▶ Task description: Arrange every line of the records below as a JSON list of strings, one string per line, leaving out blank lines. Omit the pictures from the list.

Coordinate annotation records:
- - - - -

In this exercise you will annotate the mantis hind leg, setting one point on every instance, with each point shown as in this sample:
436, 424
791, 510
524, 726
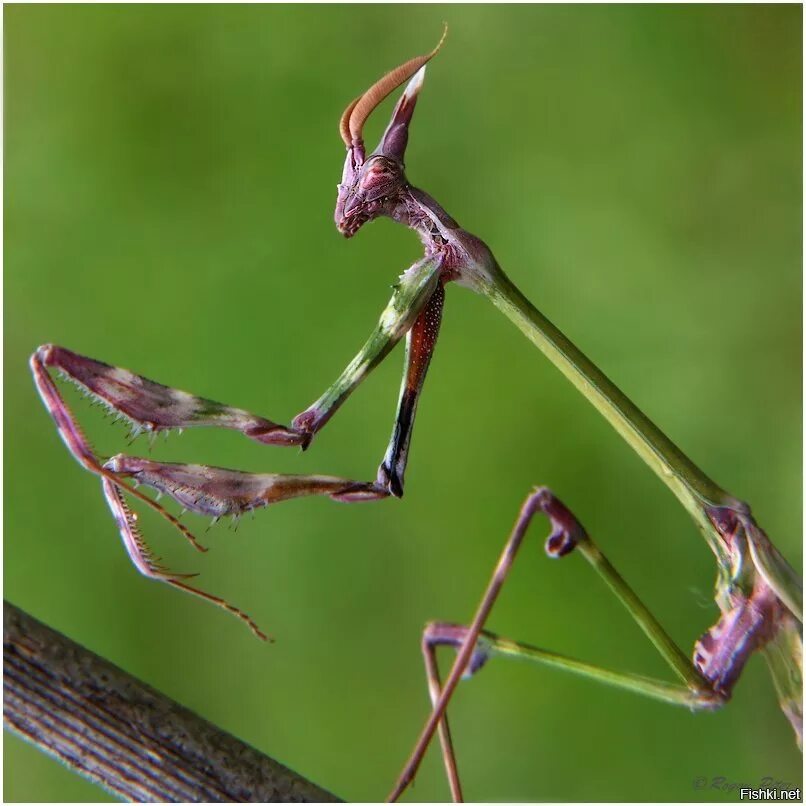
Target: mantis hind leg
475, 646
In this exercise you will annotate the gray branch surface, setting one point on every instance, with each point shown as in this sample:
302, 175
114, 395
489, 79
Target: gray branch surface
123, 734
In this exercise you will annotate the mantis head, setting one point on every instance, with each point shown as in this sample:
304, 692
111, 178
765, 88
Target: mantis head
370, 185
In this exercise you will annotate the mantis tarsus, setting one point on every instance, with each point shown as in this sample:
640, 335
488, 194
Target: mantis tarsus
758, 593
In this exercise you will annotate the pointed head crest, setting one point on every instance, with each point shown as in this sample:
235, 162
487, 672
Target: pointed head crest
369, 183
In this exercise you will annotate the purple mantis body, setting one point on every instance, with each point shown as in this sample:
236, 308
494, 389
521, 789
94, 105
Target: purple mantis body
756, 590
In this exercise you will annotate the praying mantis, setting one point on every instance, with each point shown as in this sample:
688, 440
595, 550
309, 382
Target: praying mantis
758, 593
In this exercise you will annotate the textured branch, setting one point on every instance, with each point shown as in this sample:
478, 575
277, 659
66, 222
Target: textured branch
123, 734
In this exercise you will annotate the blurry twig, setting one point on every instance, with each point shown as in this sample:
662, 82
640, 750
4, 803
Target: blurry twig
124, 735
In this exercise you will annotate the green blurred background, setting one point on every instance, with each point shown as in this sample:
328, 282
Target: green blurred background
170, 180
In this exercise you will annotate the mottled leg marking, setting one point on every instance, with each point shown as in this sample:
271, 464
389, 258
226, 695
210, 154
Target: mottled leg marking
149, 566
416, 287
79, 445
152, 407
216, 491
420, 343
113, 488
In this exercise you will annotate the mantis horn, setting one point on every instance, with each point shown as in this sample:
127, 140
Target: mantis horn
352, 121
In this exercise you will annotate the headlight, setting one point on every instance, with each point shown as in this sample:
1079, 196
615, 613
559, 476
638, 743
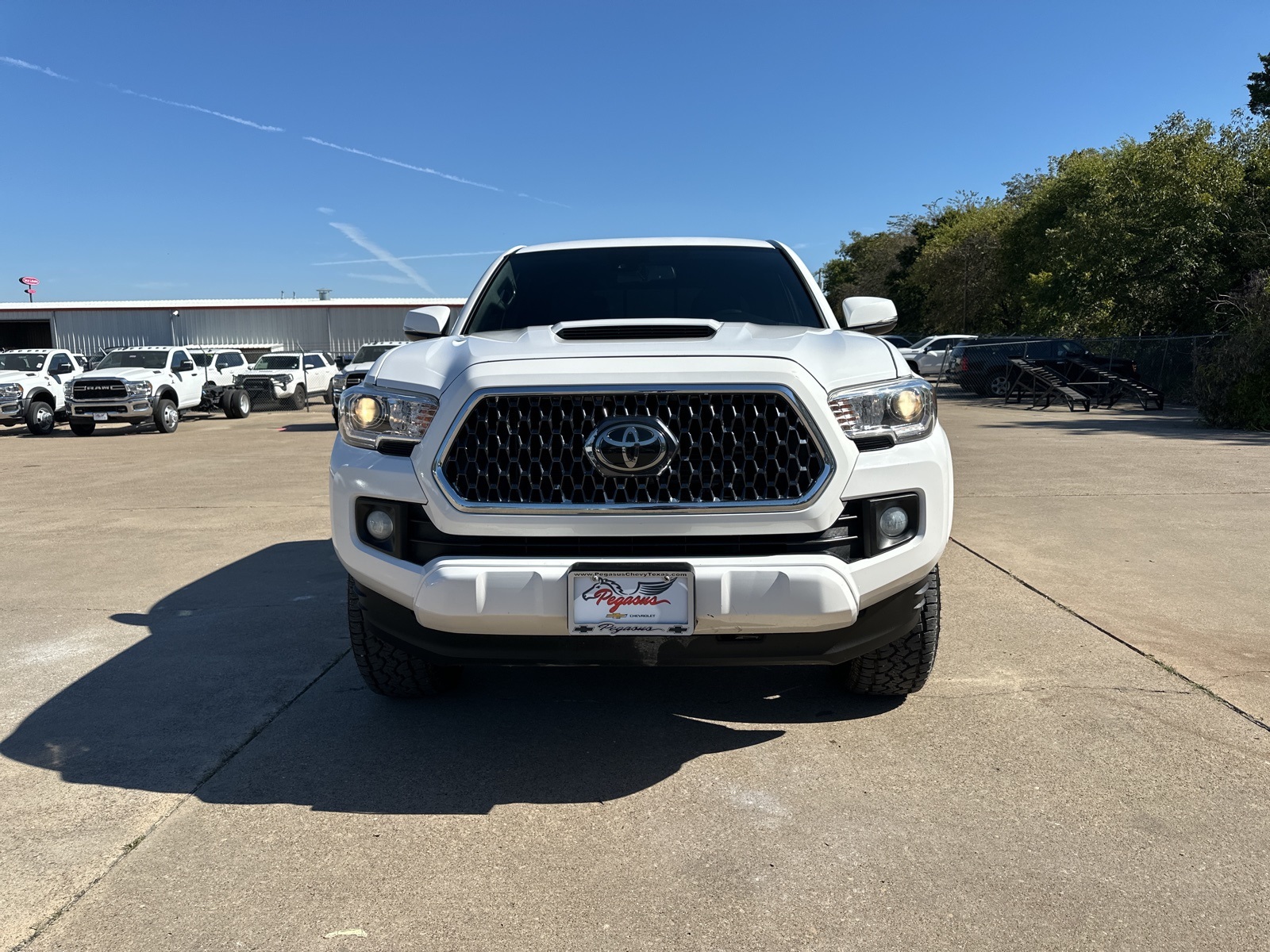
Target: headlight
368, 416
903, 410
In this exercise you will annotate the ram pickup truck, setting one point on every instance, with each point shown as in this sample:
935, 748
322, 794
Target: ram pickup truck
356, 370
33, 387
645, 452
143, 384
289, 378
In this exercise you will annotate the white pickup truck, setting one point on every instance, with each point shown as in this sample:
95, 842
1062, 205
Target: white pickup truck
33, 387
159, 384
289, 378
649, 452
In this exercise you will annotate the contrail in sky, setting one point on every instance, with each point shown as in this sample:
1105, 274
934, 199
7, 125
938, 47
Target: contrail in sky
198, 109
410, 258
25, 65
403, 165
262, 127
355, 235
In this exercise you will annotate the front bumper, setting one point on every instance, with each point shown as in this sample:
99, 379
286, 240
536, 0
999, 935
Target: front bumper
876, 626
135, 408
800, 606
266, 389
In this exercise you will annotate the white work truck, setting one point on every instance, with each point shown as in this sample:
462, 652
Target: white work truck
33, 387
289, 378
647, 452
150, 384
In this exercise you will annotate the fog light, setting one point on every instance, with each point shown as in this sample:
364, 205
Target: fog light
380, 524
368, 412
893, 522
907, 405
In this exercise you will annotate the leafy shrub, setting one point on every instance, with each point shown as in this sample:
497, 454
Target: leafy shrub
1232, 381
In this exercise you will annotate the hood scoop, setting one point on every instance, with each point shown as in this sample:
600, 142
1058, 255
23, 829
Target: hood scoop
637, 329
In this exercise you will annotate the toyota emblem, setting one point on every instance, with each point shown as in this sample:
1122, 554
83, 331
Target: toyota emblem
632, 446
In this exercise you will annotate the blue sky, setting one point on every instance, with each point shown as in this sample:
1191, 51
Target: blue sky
795, 121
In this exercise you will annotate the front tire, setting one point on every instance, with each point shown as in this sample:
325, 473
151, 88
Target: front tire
997, 386
40, 419
238, 404
389, 670
167, 416
905, 664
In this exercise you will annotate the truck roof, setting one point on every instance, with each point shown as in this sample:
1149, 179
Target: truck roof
645, 243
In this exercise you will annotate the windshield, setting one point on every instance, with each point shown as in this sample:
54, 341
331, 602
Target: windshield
371, 352
146, 359
733, 285
276, 362
21, 362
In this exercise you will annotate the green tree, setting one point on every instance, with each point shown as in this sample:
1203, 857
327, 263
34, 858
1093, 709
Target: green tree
1259, 88
962, 271
1133, 239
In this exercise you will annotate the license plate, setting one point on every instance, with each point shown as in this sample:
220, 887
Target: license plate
648, 601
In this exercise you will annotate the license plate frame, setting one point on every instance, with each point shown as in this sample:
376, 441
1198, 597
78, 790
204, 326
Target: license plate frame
625, 583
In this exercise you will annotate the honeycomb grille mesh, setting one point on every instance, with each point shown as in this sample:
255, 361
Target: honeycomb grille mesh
734, 448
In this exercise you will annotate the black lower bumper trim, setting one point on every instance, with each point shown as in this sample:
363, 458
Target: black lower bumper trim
878, 625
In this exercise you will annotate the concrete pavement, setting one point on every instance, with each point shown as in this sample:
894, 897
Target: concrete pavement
190, 761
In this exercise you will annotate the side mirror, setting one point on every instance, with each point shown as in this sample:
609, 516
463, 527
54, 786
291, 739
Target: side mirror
425, 321
872, 315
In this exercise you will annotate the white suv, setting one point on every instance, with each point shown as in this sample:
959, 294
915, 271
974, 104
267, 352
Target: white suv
647, 452
33, 387
356, 370
289, 378
933, 357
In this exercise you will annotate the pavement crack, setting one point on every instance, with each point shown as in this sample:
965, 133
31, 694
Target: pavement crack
194, 793
1130, 645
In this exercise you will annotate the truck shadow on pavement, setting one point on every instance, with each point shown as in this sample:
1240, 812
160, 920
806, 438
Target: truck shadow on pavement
224, 698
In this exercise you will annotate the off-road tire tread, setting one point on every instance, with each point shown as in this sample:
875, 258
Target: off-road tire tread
905, 664
31, 419
387, 668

- - - - -

▶ Exercise solution:
[
  "In this exercise you will annotate the mantis hind leg, setting one point on every instance, with each point shown as in this sample:",
  "436, 424",
  "791, 510",
  "524, 726",
  "Target: mantis hind leg",
  "475, 646",
  "In this exercise you will annotate the gray branch surface, setting one point on every instance, with each point shown as in this sample:",
  "302, 175",
  "114, 395",
  "489, 79",
  "Target: gray branch surface",
  "123, 734",
  "In this exercise you will annotate the mantis head, setting one point on every instance, with each point shown as in this sample:",
  "304, 692",
  "111, 178",
  "765, 88",
  "Target: mantis head",
  "370, 185",
  "In this exercise you will annotate the mantis tarsus, setting one point on every instance, with each point shown as in this sample:",
  "640, 335",
  "488, 194",
  "Target: mantis tarsus",
  "758, 593",
  "In this exercise you will annotate the pointed head crest, setting one point on every instance, with each point shown as in this sample:",
  "235, 162",
  "487, 672",
  "Target: pointed head crest",
  "369, 183",
  "In this exercise you will annotate the purple mantis body, setting one point on every instance, with each point shown as in this sample:",
  "236, 308",
  "494, 389",
  "521, 789",
  "94, 105",
  "Target: purple mantis body",
  "756, 590",
  "In this exercise you will annotate the praying mantis, setting one point on every instance, with each point shown as in this sample:",
  "688, 440",
  "595, 550",
  "309, 382",
  "Target: praying mantis",
  "758, 593",
  "In this exercise you will annotate the textured branch, setting one point on every instance, with each point shown as in this sample:",
  "478, 575",
  "277, 659",
  "66, 222",
  "Target: textured branch",
  "123, 734",
  "In this exercise you will annotate the blurry twig, setting one point on every instance, with each point shown as in this sample:",
  "662, 82",
  "640, 750",
  "4, 803",
  "Target: blurry twig",
  "124, 735",
  "In this exercise you will annotate the green blurred background, setting one point on every instance, with each point shown as in this sample:",
  "328, 282",
  "Target: green blurred background",
  "170, 180",
  "In this exercise you will annotate the mottled leg marking, setting one point on every instance, with each point shown as in this sample:",
  "271, 464",
  "389, 258",
  "226, 695",
  "210, 154",
  "Target: mottled leg marking",
  "149, 566",
  "416, 287",
  "79, 445",
  "152, 407",
  "216, 491",
  "420, 343",
  "113, 488",
  "In this exercise you will annotate the mantis horn, setting one point on every instance, with each point shown as in this sample:",
  "127, 140",
  "Target: mantis horn",
  "352, 121",
  "In this exercise you will annotate the headlight, setting one point on every instance, with each point shown as in this sample:",
  "1079, 196",
  "615, 613",
  "559, 476",
  "638, 743",
  "Target: headlight",
  "368, 416",
  "903, 410",
  "In this exercise you will annotate the ram pickup truck, setting one point on every instance, with each point shown as in this sample:",
  "935, 748",
  "322, 794",
  "Target: ram pickup truck",
  "356, 370",
  "33, 387",
  "645, 452",
  "143, 384",
  "289, 378",
  "In this exercise you will annotate the white pickup truck, setting one point on every instance, with each point shown as in this sample:",
  "95, 842",
  "1062, 205",
  "Target: white pickup truck",
  "33, 387",
  "159, 384",
  "289, 378",
  "649, 452",
  "In this exercise you will annotate the contrail in sky, setting one point on every instance, with each point shown as in this sample:",
  "1105, 274",
  "934, 199",
  "7, 125",
  "938, 47",
  "Target: contrail in sky",
  "198, 109",
  "410, 258",
  "25, 65",
  "403, 165",
  "262, 127",
  "355, 235",
  "In this exercise you will annotate the front bumper, setting one point on every instance, with each point shown as in this sample:",
  "99, 379",
  "286, 240",
  "536, 0",
  "999, 935",
  "Target: front bumper",
  "876, 626",
  "135, 408",
  "800, 606",
  "266, 389",
  "In this exercise you will annotate the white work truck, setting one point on every instance, with each point shown as in this sample:",
  "462, 652",
  "Target: white work truck",
  "33, 387",
  "289, 378",
  "647, 452",
  "150, 384",
  "In this exercise you will annotate the fog light, setting one point on every instance, with each point shown as in this sample:",
  "364, 205",
  "Target: fog light",
  "380, 524",
  "368, 412",
  "893, 522",
  "907, 405",
  "In this exercise you will annotate the leafy shrub, setting one point on every instance, with each point shown as in this sample:",
  "497, 454",
  "Target: leafy shrub",
  "1232, 381",
  "In this exercise you will annotate the hood scoop, setting one point on every instance, with each point shown as in this sample:",
  "600, 142",
  "1058, 255",
  "23, 829",
  "Target: hood scoop",
  "637, 329",
  "In this exercise you will annotate the toyota emblem, setting one point on every instance, with each point shown as in this sample:",
  "1122, 554",
  "83, 331",
  "Target: toyota emblem",
  "632, 446",
  "In this exercise you will annotate the blue sky, setting one point on every instance, with each point shown as in this sample:",
  "1191, 51",
  "Target: blue sky",
  "795, 121",
  "In this exercise you will annotate the front tire, setting one point on every instance, with each point shown as in this sample:",
  "325, 473",
  "151, 88",
  "Target: front tire",
  "997, 386",
  "40, 419",
  "238, 404",
  "389, 670",
  "167, 416",
  "905, 664",
  "In this exercise you will annotate the truck roof, setting one point on every instance, with each point shown as in this sample:",
  "1149, 179",
  "Target: truck roof",
  "645, 243",
  "In this exercise you will annotate the windshield, setting one point on every instance, with each point shown as in this sample:",
  "54, 341",
  "331, 602",
  "Target: windshield",
  "371, 352",
  "146, 359",
  "733, 285",
  "276, 362",
  "21, 362",
  "In this exercise you will annotate the green tree, setting one point on every instance, with each point shown as in this sample:",
  "1203, 857",
  "327, 263",
  "34, 858",
  "1093, 709",
  "Target: green tree",
  "1259, 88",
  "962, 271",
  "1133, 239",
  "In this exercise you will annotate the license plate, setting one point on every instance, with each point shown as in this sample:",
  "220, 887",
  "Target: license plate",
  "648, 601",
  "In this exercise you will annotate the license plate frame, setting one point on every instance, with each point shown as in this sample:",
  "376, 441",
  "1198, 597",
  "78, 790",
  "204, 326",
  "Target: license plate frame",
  "625, 583",
  "In this exercise you will annotate the honeycomb grille mesh, setting one point on every instance, with each point shown as in this sample:",
  "255, 361",
  "Target: honeycomb grille mesh",
  "734, 448",
  "In this exercise you will annotate the black lower bumper trim, setting one point on every instance, with each point shown as in this sample:",
  "363, 458",
  "Target: black lower bumper trim",
  "878, 625",
  "In this exercise you will annotate the concrete pavement, setting one point on every instance, with each point shown as in this sample:",
  "894, 897",
  "Target: concrete pavement",
  "190, 761",
  "In this exercise you will annotate the side mirror, setting one point on every instance, with each point shown as in this sample:",
  "609, 516",
  "463, 527",
  "54, 786",
  "291, 739",
  "Target: side mirror",
  "425, 321",
  "872, 315",
  "In this exercise you will annotate the white suv, setting one point on every instance, with each point shown as in this sample:",
  "959, 294",
  "915, 271",
  "974, 104",
  "267, 352",
  "Target: white suv",
  "647, 452",
  "33, 387",
  "356, 370",
  "289, 378",
  "933, 357",
  "In this exercise you will annotate the pavement crack, setting one point on every instance, with each point shown as in this sample:",
  "965, 133",
  "31, 694",
  "Target: pavement crack",
  "194, 793",
  "1130, 645",
  "In this exercise you will annotate the truck shadow on pavement, setting one point on every instance, with each point shown as in this sample:",
  "1240, 812",
  "160, 920",
  "806, 438",
  "Target: truck shadow on pavement",
  "224, 698",
  "In this exercise you will annotate the off-road tire tread, setting one point on every instance, with each point shown as in this sample:",
  "875, 258",
  "Target: off-road tire tread",
  "905, 664",
  "31, 419",
  "387, 668"
]